A parte la guerra mai eravamo stati tanti anni senza vittoria. Al Molo ci eravamo abituati bene. Troppo bene. Ma la seconda metà degli anni sessanta, portarono una rivoluzione nel mondo, nell’Italia, a Porto Santo Stefano, alla Pilarella. Per questi motivi, l’odierna puntata sarà un po’ più lunga del solito e ci scusiamo anticipatamente chi dovesse annoiarsi.

Dicevamo della Pilarella. Quella che ritroviamo a sei anni di distanza dalla precedente puntata e completamente nuova. Chi si fosse addormentato nel 1964 e svegliato agli albori di questa estate lontana a stento avrebbe saputo riconoscerla. Le friggere e i magazzini avevano lasciato posto ad agenzie immobiliari e negozi di abbigliamento, i barroccini erano sempre di meno, forse due, le macchine parcheggiate sempre di più, forse quindici. Giulia nel 1968 dopo più di 40 anni di servizio lascia il bar. Ad acqistarlo un signore portercolese con la faccia ribizza, con i capelli ricci. Si chiamava Marsilio Rispoli. A trarne vantaggio fu Carlo di Cacaceci che ne sposò la figlia, una graziosa fanciulla che stava dietro il banco. Il postale non c’era più e al posto dei garagi di Ballantino, aprì la Veleria di Andrea e la Booutique Splash Down.

- [Elenco attività]
[a] Risponda alle seguenti domande sul testo relativo alla Pilarella:
(i) Quale periodo portò una rivoluzione nel mondo, in Italia, a Porto Santo Stefano e alla Pilarella?
(ii) In che anno Giulia lascia il bar, e dopo quanti anni di servizio?
(iii) Come si chiamava l'uomo che acquistò il bar?
[b] Riprenda il testo sulla Pilarella e lo prosegua a partire dalla sua ultima frase.
I record non hanno qui alcun ruolo.

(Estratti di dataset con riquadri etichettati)

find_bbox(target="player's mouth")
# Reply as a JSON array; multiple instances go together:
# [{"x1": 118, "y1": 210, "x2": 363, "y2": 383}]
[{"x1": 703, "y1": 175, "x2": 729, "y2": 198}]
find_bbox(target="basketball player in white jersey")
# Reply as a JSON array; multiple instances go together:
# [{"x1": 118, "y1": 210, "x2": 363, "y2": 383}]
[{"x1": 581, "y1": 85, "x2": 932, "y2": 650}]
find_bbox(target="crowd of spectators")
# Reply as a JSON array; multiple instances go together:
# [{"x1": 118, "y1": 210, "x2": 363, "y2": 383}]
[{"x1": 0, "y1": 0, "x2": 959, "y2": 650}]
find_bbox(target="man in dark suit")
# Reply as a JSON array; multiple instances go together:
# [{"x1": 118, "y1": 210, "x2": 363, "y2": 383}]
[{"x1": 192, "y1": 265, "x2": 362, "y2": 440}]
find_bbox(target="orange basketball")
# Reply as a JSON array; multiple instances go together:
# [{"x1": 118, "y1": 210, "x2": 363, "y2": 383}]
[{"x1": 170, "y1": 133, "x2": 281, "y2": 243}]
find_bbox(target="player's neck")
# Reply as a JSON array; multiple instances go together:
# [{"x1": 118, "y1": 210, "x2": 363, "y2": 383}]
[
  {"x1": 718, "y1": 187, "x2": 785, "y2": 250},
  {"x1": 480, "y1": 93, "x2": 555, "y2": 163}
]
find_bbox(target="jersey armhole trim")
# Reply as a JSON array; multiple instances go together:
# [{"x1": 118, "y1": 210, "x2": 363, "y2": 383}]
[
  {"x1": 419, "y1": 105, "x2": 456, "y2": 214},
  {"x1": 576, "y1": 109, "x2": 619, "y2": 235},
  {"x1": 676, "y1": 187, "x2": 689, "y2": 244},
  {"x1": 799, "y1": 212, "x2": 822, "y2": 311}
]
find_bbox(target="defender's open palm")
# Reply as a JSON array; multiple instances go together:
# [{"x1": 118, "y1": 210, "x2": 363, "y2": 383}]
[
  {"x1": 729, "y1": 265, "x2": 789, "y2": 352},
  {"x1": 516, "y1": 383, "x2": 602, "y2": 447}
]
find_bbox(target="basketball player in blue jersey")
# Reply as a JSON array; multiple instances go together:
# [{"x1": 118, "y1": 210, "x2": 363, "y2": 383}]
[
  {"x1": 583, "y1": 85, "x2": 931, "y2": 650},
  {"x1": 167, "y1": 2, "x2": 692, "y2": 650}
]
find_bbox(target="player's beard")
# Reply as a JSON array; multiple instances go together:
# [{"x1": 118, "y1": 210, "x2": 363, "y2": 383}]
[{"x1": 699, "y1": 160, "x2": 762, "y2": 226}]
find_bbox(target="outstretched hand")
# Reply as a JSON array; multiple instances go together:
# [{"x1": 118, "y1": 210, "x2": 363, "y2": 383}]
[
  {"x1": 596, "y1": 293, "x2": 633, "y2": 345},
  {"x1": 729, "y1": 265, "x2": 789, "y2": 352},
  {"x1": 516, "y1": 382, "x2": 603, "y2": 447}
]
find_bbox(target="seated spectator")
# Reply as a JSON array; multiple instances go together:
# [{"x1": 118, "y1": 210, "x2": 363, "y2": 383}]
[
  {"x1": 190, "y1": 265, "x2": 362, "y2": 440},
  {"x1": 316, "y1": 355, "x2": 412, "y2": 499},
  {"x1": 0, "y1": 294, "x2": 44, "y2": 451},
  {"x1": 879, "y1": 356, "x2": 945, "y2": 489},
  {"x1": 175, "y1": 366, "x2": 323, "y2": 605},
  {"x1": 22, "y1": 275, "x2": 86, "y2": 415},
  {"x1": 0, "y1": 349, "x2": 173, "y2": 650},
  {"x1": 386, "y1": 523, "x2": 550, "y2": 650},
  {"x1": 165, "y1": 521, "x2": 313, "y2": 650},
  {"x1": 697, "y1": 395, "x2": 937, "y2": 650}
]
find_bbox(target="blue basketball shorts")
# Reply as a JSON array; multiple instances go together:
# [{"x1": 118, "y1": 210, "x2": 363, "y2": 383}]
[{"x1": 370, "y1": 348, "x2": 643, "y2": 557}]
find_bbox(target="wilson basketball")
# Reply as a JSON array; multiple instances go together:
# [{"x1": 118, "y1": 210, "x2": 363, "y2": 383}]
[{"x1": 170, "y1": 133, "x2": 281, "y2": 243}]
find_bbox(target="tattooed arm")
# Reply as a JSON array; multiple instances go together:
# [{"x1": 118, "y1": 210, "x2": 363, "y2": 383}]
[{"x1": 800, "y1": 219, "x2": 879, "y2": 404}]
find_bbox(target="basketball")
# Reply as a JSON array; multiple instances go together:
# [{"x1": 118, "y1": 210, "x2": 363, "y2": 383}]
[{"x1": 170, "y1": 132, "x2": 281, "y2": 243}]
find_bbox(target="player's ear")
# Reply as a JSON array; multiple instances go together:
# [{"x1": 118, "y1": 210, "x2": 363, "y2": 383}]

- [Risultati delle attività]
[a]
(i) La seconda metà degli anni sessanta.
(ii) Nel 1968, dopo più di 40 anni di servizio.
(iii) Marsilio Rispoli.

[b]
Proprio quell’anno chiude la sala giochi di Via del Molo. Per circa tre anni era stata il punto di ritrovo dei giovani che vissero il nostro 68. Il guardiano era Arturo. Giulia e Andrea chiuso il barre aprirono il tabacchino proprio ad angolo in un loro magazzino. Nell’altro magazzino, accanto al bar di Lina, dove teneva i mestieri Vittorio la Serpa, lo usava Andrea come garage alla mitica cinquecento. Intanto i panfili che si ormeggiavano erano sempre più grossi. L’ammiraglia era senz’altro il “Quattro Venti” comandato da Ilio Cerulli, in arte Nappone. Ilio era un uomo di una simpatia unica. La barca raramente usciva ed era ormeggiata dove una volta stava l’Aegiglium. A volte certe sere i padroni organizzavano delle feste a bordo. E voleva che anche Ilio e Giovannino stessero vestiti eleganti a poppa ad aspettare i signori. Una notte una dama, salendo a bordo, pose la mano ad Ilio dicendogli: “Buonasera Sig.Marchese…”. Nappone portò galantemente la mano della signora ad un soffio della sua bocca, sfiorandola leggermente con le labbra e rispose: “Ma quale marchese signora…io nso manco sangue dal naso…”. Un altra imbarcazione caratteristica dell’ epoca era quella a forma di casa che veniva sempre ogni settembre. Era quella di Toto Gavurre.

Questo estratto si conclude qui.